### SET TASK
Reproduce the material verbatim, from its first line through the line containing "109,84,121,105", inclusive. Omit the pictures from the output.

### ROWS
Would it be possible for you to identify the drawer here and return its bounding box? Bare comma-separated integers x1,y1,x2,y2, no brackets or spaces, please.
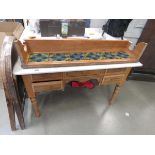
105,68,127,75
32,81,64,92
32,73,63,82
65,77,100,83
66,70,100,77
102,74,125,85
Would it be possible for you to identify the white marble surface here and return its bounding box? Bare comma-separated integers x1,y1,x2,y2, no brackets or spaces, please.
13,59,142,75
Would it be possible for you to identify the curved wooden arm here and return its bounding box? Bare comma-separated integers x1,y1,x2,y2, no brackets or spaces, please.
0,36,25,130
133,42,147,60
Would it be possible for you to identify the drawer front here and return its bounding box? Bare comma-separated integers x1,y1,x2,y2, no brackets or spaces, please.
65,76,100,83
102,74,125,85
66,70,100,77
32,81,64,92
105,68,127,75
32,73,63,82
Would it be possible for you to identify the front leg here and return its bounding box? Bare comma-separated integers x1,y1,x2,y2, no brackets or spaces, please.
109,84,121,105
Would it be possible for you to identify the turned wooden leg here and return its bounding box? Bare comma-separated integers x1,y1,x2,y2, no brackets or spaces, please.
109,84,120,104
30,97,40,117
22,75,40,117
6,99,16,131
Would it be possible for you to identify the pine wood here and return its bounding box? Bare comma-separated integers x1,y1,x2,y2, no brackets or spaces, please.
0,37,25,130
15,39,147,68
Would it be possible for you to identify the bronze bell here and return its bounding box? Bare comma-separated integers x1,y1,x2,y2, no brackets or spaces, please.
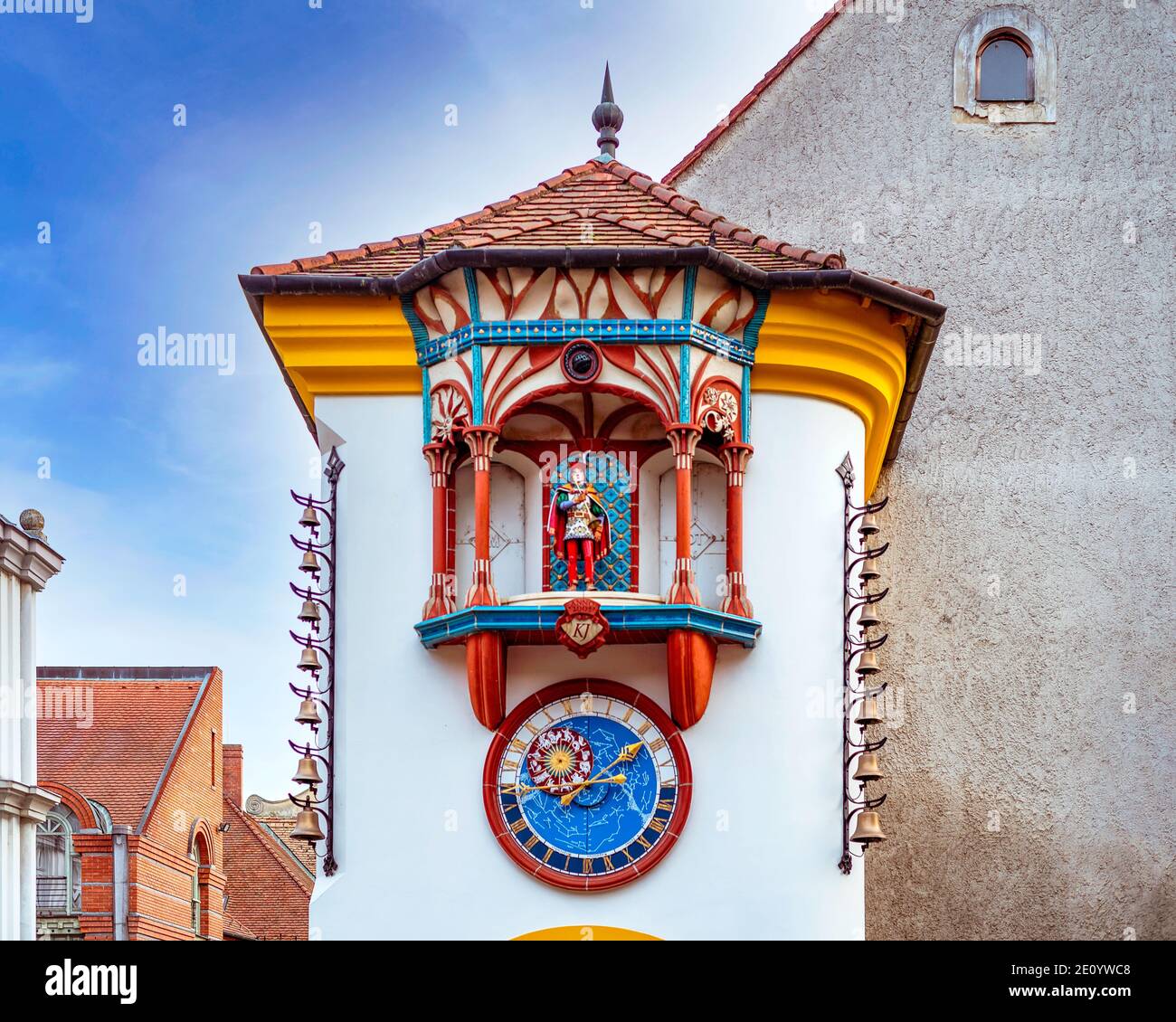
851,809,886,845
290,809,326,841
291,756,322,788
854,649,882,674
856,752,882,781
855,696,885,728
294,696,322,727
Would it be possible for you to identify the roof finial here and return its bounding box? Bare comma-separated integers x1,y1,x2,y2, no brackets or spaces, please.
592,60,624,162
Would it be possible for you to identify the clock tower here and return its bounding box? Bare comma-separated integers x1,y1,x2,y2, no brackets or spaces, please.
242,71,944,940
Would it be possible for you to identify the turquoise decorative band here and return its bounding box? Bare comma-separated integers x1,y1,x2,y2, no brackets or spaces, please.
416,594,763,649
418,312,755,365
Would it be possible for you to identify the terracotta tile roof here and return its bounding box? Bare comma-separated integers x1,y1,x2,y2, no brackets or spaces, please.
224,913,258,941
259,814,318,874
36,677,204,828
224,799,314,941
253,159,844,277
662,0,846,185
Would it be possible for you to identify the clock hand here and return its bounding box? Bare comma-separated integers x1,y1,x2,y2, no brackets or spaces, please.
502,774,628,791
560,743,644,806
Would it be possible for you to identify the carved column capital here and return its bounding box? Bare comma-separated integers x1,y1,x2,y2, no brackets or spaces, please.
461,426,502,471
666,422,702,468
718,441,755,486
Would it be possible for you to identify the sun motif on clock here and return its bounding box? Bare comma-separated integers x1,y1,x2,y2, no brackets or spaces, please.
482,680,691,890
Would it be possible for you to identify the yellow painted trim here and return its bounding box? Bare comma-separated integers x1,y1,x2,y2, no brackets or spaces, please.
752,290,906,495
514,925,661,941
262,294,421,415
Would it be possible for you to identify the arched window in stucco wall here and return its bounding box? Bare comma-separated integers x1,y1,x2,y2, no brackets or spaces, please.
953,7,1057,125
547,450,632,592
36,807,81,915
192,831,213,937
659,453,726,610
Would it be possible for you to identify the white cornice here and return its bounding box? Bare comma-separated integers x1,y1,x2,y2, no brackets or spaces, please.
0,780,62,823
0,516,65,591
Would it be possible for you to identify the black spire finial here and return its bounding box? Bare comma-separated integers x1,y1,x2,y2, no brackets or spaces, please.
592,60,624,160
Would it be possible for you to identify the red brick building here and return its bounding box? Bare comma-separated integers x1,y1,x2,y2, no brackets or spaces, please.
36,667,314,940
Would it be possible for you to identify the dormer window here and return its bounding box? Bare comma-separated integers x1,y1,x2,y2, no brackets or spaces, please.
976,32,1032,102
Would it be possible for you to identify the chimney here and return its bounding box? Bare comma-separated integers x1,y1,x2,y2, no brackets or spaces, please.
221,745,244,806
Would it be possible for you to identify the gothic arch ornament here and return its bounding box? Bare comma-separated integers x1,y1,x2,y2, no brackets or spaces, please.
430,380,470,445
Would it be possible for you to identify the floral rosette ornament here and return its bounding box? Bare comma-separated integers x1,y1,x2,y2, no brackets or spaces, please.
526,727,593,795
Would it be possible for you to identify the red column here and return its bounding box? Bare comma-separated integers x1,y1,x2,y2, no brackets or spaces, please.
718,442,754,618
462,426,500,607
666,422,702,603
422,443,458,621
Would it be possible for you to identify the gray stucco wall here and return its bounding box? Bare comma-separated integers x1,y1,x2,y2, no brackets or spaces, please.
675,0,1176,940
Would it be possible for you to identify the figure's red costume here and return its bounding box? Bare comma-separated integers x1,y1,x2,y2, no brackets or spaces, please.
547,482,612,589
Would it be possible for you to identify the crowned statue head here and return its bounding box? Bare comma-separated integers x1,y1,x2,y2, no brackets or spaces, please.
568,458,588,487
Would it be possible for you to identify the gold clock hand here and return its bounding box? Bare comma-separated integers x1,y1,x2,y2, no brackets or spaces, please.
502,774,628,804
560,743,644,806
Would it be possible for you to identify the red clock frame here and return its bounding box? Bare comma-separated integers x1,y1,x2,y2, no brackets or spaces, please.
482,677,694,892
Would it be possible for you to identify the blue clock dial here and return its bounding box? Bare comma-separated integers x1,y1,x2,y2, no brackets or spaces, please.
488,682,689,888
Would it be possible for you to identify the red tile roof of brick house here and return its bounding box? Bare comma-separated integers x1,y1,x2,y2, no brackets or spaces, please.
662,0,846,185
36,667,215,831
224,799,314,941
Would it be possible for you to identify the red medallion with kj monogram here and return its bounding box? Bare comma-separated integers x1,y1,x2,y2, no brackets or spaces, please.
482,678,693,890
555,596,611,659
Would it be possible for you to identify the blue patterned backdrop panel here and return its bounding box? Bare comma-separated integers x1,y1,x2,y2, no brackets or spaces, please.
548,451,632,592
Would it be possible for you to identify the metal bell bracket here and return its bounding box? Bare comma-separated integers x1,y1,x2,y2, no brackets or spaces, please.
289,447,345,876
286,739,330,767
287,682,330,710
846,681,890,727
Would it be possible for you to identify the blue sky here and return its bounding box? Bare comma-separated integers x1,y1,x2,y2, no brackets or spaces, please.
0,0,822,798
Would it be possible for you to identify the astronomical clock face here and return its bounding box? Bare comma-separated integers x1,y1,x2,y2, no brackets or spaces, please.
483,681,691,890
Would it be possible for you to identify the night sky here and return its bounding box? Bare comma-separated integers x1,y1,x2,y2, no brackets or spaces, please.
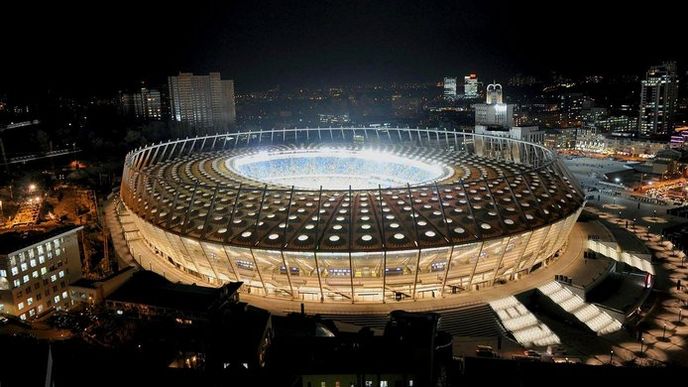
0,0,688,95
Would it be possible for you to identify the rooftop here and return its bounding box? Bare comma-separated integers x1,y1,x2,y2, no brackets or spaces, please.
108,271,241,312
0,225,82,255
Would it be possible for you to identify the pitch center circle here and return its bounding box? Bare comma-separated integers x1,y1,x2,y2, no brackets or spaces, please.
226,148,454,190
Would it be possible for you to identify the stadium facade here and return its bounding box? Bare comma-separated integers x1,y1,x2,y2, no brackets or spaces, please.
120,127,584,303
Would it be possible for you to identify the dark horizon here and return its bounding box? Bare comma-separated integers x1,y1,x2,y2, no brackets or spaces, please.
0,0,688,96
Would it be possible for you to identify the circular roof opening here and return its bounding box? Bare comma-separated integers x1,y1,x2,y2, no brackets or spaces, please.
225,147,453,189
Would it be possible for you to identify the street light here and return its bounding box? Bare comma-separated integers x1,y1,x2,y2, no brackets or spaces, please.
662,323,666,340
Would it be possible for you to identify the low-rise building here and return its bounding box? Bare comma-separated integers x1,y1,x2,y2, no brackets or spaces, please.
69,266,136,305
0,226,83,320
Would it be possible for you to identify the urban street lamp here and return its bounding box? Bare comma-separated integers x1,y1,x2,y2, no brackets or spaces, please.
662,323,666,340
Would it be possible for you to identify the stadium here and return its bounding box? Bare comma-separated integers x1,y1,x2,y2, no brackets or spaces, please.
120,127,584,304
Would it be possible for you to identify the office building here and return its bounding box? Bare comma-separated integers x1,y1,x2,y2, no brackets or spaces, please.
638,62,678,137
169,73,236,133
0,226,83,320
463,74,478,99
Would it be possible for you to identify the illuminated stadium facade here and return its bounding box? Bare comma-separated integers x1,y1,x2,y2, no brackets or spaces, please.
121,128,584,303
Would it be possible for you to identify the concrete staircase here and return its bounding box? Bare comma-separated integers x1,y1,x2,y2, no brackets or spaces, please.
490,296,560,347
538,281,621,335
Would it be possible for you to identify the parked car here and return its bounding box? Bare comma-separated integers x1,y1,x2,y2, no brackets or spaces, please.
475,345,497,357
523,349,542,358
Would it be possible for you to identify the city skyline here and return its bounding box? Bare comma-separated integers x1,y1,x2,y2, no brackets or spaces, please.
0,1,686,94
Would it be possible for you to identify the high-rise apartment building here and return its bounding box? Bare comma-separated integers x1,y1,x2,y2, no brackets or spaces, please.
119,87,163,120
134,87,162,120
463,74,478,99
473,84,514,129
444,77,457,101
169,73,236,132
638,62,678,137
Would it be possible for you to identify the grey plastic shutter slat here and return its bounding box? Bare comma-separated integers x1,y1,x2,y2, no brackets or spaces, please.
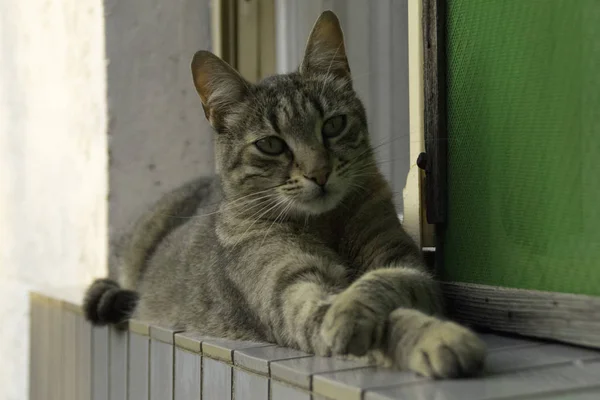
109,327,128,400
271,380,310,400
150,339,174,400
233,368,269,400
202,357,232,400
174,348,202,400
59,309,80,400
29,295,43,400
128,332,150,400
77,315,92,400
92,326,109,400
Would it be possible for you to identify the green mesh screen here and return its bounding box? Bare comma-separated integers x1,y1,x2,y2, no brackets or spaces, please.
442,0,600,295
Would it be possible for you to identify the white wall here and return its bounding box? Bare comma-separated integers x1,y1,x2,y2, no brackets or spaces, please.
105,0,215,274
0,0,107,400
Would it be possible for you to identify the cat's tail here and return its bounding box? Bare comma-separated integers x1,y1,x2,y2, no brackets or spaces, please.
83,279,139,325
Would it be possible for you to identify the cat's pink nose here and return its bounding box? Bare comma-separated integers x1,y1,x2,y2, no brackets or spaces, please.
304,170,329,186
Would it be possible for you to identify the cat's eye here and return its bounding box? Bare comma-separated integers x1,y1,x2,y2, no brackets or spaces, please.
321,115,346,138
254,136,287,156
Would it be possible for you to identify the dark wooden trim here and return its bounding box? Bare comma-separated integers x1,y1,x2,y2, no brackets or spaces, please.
220,0,238,69
442,282,600,348
423,0,448,225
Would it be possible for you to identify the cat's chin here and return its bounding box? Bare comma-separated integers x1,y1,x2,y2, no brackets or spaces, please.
294,193,343,215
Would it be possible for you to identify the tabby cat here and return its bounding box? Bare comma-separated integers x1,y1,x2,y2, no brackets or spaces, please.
85,11,485,378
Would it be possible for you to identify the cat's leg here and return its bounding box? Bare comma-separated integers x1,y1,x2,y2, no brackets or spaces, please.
321,268,441,356
260,245,347,355
383,308,485,378
321,268,485,377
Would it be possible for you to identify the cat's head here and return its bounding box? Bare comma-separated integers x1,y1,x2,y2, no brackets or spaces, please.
192,11,372,215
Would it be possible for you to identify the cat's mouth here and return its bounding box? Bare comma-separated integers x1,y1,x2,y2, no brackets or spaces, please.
295,185,342,215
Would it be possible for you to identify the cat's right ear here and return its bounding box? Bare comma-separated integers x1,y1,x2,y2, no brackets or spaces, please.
192,51,250,126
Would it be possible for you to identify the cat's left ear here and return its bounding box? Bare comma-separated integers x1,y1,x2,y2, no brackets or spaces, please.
300,11,350,78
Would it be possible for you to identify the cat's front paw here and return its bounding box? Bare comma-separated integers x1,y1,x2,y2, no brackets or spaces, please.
321,293,385,356
398,320,485,378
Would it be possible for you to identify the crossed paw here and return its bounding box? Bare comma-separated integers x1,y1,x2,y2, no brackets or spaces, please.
321,291,485,378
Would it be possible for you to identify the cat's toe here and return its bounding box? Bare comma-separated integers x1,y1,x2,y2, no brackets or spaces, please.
408,322,485,378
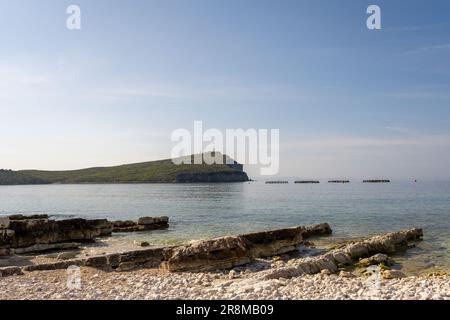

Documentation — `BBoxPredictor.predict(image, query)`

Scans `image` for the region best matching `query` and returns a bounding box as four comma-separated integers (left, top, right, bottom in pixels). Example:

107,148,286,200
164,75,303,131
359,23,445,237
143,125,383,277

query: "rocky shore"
0,260,450,300
0,216,450,299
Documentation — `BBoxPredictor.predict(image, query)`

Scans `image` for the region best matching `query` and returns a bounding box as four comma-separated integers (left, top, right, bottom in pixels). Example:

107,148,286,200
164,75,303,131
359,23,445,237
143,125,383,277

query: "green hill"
0,154,248,185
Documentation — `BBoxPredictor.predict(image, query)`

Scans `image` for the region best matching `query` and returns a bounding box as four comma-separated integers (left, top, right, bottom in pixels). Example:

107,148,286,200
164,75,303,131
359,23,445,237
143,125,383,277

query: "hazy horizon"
0,0,450,180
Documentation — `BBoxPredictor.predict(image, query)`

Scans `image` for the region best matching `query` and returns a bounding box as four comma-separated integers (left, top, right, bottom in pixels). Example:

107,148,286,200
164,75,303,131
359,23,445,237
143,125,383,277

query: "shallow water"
0,182,450,270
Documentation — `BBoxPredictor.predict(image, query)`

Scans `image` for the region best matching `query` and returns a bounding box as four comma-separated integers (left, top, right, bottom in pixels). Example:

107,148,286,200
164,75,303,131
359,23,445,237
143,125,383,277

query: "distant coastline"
0,155,250,185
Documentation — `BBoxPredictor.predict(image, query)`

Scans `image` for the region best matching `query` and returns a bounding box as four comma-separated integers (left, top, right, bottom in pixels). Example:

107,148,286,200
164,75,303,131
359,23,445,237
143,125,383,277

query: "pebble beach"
0,267,450,300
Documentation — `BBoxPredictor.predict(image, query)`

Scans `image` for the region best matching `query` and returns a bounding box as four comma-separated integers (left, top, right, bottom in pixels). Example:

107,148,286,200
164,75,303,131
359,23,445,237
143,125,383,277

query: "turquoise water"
0,182,450,270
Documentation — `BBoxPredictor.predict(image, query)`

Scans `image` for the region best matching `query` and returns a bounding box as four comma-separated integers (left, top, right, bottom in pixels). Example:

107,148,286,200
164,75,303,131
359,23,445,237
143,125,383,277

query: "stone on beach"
263,228,423,279
162,223,331,272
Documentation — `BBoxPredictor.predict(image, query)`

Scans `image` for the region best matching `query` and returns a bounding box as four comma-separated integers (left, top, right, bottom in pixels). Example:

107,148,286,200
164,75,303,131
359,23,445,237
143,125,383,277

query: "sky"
0,0,450,180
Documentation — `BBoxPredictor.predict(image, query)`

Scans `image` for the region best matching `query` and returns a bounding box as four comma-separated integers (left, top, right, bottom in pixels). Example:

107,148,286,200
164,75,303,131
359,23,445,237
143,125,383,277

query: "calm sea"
0,182,450,270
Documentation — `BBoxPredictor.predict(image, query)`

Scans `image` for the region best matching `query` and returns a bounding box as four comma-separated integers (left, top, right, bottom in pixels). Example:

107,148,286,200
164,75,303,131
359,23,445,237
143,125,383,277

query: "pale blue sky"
0,0,450,179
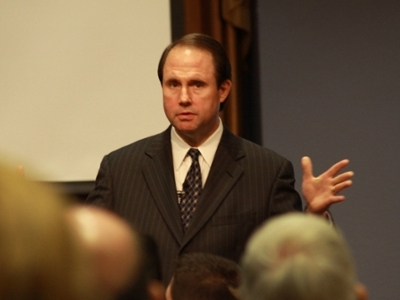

### TASK RESULT
Would it be possible for you to identify the drawer here and return its bounding box? Bare comma-separated integers x1,y1,x2,y2, no brackets or spaces, please.
105,68,127,75
32,81,64,92
32,73,63,82
65,77,100,83
66,70,100,77
102,74,125,85
Would it be possible for you to identify the white marble surface here and return its bounding box? Bare comma-separated integers x1,y1,x2,y2, no brackets or spaces, please.
13,59,142,75
Would it be possible for you to identify the curved wooden arm here and return its bounding box? Bare comma-separated integers x1,y1,x2,y2, no brackets or spaces, please.
0,36,25,130
133,42,147,60
Would it be possible for you to identify the drawer front here and return its bounding box? Bare comma-separated integers x1,y1,x2,y2, no brackets or spaces, please.
65,76,100,83
102,74,125,85
66,70,100,77
32,81,64,92
105,68,127,75
32,73,63,82
Would it be possible for you to identify the front leg here and return its bounding box? Bare comma-separated integers x1,y1,x2,y2, no brackets or spaces, please.
109,84,121,105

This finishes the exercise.